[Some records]

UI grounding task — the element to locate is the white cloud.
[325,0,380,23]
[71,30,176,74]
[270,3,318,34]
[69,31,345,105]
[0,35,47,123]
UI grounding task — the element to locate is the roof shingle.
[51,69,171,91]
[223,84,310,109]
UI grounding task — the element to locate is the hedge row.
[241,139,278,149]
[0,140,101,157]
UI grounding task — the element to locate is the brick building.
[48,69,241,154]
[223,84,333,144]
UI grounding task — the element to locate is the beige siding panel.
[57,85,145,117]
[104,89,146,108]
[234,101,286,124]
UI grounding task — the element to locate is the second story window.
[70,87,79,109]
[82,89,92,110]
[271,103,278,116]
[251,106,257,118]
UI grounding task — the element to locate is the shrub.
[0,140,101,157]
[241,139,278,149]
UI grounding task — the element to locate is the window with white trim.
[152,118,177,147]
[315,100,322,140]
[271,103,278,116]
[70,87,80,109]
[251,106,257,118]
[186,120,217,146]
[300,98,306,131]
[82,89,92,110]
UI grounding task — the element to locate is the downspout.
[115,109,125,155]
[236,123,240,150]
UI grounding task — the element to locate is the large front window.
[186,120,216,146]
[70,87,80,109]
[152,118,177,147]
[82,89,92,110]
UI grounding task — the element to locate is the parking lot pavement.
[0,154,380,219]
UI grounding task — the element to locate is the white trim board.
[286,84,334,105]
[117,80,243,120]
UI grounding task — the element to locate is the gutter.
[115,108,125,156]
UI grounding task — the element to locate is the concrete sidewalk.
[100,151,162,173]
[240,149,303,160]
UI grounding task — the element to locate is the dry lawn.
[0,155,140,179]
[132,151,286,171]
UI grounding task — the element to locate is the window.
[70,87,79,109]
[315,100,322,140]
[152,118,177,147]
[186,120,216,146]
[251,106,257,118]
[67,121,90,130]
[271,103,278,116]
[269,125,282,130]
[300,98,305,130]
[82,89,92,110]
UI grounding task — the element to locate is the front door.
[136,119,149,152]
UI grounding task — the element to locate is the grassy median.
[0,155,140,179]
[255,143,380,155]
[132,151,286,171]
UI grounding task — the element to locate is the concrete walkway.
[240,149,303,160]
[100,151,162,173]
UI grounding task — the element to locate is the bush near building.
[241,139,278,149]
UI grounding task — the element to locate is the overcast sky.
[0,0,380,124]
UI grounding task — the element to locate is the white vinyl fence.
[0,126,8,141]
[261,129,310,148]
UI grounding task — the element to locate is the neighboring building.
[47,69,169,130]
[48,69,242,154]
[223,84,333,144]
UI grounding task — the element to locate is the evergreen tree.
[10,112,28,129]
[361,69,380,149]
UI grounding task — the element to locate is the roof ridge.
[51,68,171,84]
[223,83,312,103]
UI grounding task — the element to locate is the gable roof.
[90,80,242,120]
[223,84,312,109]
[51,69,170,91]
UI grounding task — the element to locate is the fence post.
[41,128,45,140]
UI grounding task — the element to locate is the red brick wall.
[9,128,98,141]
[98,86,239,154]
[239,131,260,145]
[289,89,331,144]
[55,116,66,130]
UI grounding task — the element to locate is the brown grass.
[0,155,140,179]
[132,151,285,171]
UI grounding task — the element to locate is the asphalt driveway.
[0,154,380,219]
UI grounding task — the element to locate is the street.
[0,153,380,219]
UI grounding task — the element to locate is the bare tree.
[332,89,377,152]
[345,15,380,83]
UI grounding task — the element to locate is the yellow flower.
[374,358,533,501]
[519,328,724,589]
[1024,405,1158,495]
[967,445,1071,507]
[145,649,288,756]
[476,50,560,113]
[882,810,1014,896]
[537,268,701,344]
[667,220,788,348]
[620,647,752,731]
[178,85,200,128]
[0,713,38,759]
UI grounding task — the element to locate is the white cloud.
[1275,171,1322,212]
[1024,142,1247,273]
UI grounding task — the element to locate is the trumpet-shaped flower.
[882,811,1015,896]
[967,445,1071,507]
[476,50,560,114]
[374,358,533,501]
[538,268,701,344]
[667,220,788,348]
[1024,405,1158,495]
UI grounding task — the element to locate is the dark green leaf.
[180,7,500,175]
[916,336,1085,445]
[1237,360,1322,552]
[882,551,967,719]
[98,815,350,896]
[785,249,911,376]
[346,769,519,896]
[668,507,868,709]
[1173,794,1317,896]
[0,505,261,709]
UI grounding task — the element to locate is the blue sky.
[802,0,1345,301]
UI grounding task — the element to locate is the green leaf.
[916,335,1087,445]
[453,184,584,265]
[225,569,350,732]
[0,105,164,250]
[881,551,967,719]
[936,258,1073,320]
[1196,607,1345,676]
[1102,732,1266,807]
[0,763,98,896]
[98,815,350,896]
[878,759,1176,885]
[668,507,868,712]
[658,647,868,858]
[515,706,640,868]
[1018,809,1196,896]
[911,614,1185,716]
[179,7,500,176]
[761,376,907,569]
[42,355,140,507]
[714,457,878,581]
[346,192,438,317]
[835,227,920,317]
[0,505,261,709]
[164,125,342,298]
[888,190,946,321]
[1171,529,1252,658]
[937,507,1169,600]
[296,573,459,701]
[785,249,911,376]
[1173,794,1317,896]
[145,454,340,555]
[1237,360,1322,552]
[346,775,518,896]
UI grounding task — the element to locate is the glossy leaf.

:: Written task ::
Quote the listing in full, please, keeping every line exact.

:: Response to the task ::
UI grounding task — the element to locate is the white cloud.
[325,0,380,23]
[71,30,176,74]
[270,3,318,34]
[69,31,345,105]
[0,35,47,123]
UI grounding task — the element to locate is the roof shingle.
[51,69,171,91]
[223,84,310,109]
UI grounding task — the element to locate is the hedge row.
[241,139,278,149]
[0,140,101,157]
UI grounding task — the element to locate is the brick building.
[48,69,241,154]
[223,84,333,144]
UI grounding task — the element to locate is the beige siding panel.
[57,85,145,117]
[104,89,146,108]
[234,101,286,124]
UI grounding task — the element to locate is the second story window.
[70,87,79,109]
[82,89,92,110]
[271,103,278,116]
[251,106,257,118]
UI grounding task — the element to locate is the shrub.
[0,140,101,157]
[241,139,278,149]
UI grounding task — the element to locate is the window with white trim.
[152,118,177,147]
[315,100,322,140]
[271,103,278,116]
[70,87,80,109]
[251,106,257,118]
[186,120,217,146]
[300,98,306,131]
[82,89,92,110]
UI grounding task — the element to locate is the downspout.
[115,109,125,155]
[236,123,240,150]
UI grounding task — the element to locate is the large front window.
[186,120,216,146]
[70,87,80,109]
[152,118,177,147]
[82,89,92,110]
UI grounding task — the element to locate is the parking lot pavement.
[0,154,380,219]
UI grounding task — the element to locate is the white trim board.
[286,84,334,105]
[117,80,243,120]
UI grounding task — the element to locate is the gutter.
[115,108,125,156]
UI grounding task — the element to locate is the concrete sidewalk.
[100,151,162,173]
[240,149,303,160]
UI grounding task — the element to locate is the dry lawn.
[0,155,140,179]
[132,151,286,171]
UI grounding task — the element to locate is the window.
[70,87,79,109]
[315,100,322,140]
[152,118,177,147]
[186,120,216,146]
[251,106,257,118]
[67,121,90,130]
[271,103,278,116]
[269,125,282,130]
[300,98,305,130]
[82,89,92,110]
UI grounding task — the element to locate is the front door.
[136,119,149,152]
UI grounding task — the element to locate is the grassy median.
[0,155,140,179]
[255,143,380,155]
[132,151,286,171]
UI grounding task — the element to locate is the concrete walkway.
[240,149,303,160]
[100,151,162,173]
UI grounding task — the element to locate is the bush near building.
[241,139,278,149]
UI grounding task — the element to locate is the overcast sky.
[0,0,380,124]
UI grounding task — the element to locate is the white vinyl fence.
[0,126,8,141]
[261,129,310,148]
UI grounding task — the element to locate is the neighboring building.
[47,69,169,130]
[48,69,242,154]
[223,84,333,144]
UI grounding task — the element to locate is the evergreen tree.
[10,112,28,129]
[361,69,380,149]
UI grounding task — the element to locate is the roof ridge.
[51,68,171,84]
[223,83,312,103]
UI grounding task — the element to locate is the gable roof.
[90,80,242,120]
[223,84,312,109]
[51,69,170,91]
UI grounding task — the element to locate is the fence post.
[41,128,45,140]
UI grounding task — the element to locate is the red brick wall.
[9,128,98,141]
[98,86,239,154]
[239,131,260,145]
[289,89,331,144]
[55,116,66,130]
UI grounding task — the element to locate is the brown grass.
[0,155,140,179]
[132,151,285,171]
UI grounding task — the element to locate is the asphalt driveway.
[0,154,380,219]
UI grounding task — the element to locate is the street.
[0,153,380,219]
UI grounding task — the element to locate is the bare tree.
[332,89,377,152]
[345,15,380,83]
UI grounding task — the element to locate is the yellow flower.
[374,358,533,501]
[519,328,724,589]
[1024,405,1158,495]
[967,445,1071,507]
[145,649,288,756]
[476,50,560,113]
[882,810,1014,896]
[537,268,701,344]
[667,220,788,348]
[620,647,752,731]
[178,85,200,128]
[0,713,38,759]
UI grounding task — the element to locate is the white cloud.
[1275,171,1322,212]
[1024,142,1247,273]
UI grounding task — the element to locate is the trumpet-shaped flower.
[882,811,1015,896]
[967,445,1071,507]
[476,50,560,114]
[374,358,533,501]
[538,268,701,344]
[667,220,788,348]
[1024,405,1158,495]
UI grounding task — the element to locate is the dark green leaf.
[180,7,500,175]
[916,336,1085,445]
[1237,360,1322,552]
[882,551,967,719]
[98,815,350,896]
[785,249,911,376]
[346,769,519,896]
[668,507,868,709]
[1173,794,1317,896]
[0,505,261,709]
UI grounding task — the element to locate is the blue sky.
[802,0,1345,301]
UI grounding task — the element to locate is the green leaf.
[916,335,1087,445]
[453,184,584,265]
[225,569,350,732]
[0,105,164,250]
[881,551,967,719]
[936,258,1073,320]
[1196,607,1345,676]
[1102,732,1266,807]
[0,763,98,896]
[98,815,350,896]
[878,759,1176,885]
[668,507,868,712]
[658,647,868,858]
[515,706,640,868]
[1018,809,1196,896]
[911,614,1185,716]
[179,7,500,176]
[761,376,907,569]
[42,355,140,507]
[714,457,878,581]
[346,192,438,317]
[835,227,920,317]
[0,505,261,709]
[164,125,342,298]
[888,190,946,321]
[1171,529,1252,658]
[937,507,1169,600]
[296,573,459,701]
[785,249,911,376]
[1173,794,1317,896]
[145,454,340,555]
[1237,360,1322,552]
[346,775,518,896]
UI grounding task — the element to locate is the glossy leaf.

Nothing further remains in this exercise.